START Extracted records

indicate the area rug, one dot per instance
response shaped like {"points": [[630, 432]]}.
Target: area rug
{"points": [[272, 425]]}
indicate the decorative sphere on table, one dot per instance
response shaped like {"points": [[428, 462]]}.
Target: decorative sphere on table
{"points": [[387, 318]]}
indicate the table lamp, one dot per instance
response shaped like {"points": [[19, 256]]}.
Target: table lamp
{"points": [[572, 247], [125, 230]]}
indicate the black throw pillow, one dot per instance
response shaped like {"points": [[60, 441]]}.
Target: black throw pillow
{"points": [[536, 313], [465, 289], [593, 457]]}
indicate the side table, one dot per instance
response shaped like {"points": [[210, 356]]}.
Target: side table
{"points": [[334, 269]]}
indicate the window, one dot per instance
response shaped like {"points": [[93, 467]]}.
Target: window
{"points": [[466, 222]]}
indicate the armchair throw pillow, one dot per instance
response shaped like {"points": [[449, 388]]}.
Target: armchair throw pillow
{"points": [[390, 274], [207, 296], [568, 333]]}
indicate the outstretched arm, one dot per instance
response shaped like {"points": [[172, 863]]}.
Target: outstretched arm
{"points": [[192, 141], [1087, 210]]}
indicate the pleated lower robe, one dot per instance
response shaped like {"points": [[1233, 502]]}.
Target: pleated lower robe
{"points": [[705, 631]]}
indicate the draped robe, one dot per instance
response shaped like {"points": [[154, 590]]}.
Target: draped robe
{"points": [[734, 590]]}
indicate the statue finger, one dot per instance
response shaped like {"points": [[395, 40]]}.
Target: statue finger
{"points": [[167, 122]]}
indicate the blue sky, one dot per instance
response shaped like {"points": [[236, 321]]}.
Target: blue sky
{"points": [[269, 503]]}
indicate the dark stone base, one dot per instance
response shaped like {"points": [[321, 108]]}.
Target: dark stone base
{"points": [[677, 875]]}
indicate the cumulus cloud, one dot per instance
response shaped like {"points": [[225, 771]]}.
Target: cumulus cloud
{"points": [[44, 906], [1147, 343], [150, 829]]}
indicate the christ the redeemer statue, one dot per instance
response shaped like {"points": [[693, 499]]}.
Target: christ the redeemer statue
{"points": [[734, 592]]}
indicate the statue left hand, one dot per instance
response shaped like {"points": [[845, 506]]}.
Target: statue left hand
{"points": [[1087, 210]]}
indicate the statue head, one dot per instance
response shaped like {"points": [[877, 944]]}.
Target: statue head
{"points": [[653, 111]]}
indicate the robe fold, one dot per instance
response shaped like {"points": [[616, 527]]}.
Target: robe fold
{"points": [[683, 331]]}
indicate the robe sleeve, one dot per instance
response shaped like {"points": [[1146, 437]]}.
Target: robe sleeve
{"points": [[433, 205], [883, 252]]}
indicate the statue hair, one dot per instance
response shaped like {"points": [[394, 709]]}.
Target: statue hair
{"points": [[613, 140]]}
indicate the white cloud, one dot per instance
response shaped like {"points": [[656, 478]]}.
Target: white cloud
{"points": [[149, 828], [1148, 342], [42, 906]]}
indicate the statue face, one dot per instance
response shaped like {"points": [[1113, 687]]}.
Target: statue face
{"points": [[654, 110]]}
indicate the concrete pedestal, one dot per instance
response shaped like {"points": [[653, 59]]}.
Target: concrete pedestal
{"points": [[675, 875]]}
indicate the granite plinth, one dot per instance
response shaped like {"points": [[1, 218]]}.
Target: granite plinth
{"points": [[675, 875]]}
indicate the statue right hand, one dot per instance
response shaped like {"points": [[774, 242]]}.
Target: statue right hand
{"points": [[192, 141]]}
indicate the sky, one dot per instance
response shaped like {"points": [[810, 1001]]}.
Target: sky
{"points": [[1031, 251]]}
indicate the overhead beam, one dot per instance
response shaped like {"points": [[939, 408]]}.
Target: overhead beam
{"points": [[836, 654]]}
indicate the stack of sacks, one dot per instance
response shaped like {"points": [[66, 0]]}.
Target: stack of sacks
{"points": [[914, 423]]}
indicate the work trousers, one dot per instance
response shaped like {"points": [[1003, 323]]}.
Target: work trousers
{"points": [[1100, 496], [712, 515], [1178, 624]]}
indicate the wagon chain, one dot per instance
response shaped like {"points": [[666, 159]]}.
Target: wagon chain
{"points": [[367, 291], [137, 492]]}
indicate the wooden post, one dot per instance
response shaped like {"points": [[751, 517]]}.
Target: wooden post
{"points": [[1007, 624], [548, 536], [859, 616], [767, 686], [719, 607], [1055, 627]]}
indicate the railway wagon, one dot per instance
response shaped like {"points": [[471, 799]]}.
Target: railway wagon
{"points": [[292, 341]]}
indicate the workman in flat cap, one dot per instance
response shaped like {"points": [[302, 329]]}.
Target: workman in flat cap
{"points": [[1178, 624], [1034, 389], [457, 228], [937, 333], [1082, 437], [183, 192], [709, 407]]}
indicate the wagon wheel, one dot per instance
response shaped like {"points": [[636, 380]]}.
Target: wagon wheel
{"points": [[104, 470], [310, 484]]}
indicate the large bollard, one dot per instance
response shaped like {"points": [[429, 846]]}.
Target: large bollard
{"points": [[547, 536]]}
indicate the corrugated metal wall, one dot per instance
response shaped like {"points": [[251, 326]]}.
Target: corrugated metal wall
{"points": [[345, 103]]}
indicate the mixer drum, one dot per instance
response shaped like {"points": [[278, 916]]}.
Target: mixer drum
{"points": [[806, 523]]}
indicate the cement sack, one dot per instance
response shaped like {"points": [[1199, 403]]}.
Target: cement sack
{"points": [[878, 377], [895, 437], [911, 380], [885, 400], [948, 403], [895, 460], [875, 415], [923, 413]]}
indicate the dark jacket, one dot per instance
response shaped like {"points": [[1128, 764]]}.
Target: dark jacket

END Extracted records

For the word "jacket", go through the records and show each line that carries it.

indicate the dark jacket, one dot per instance
Target: dark jacket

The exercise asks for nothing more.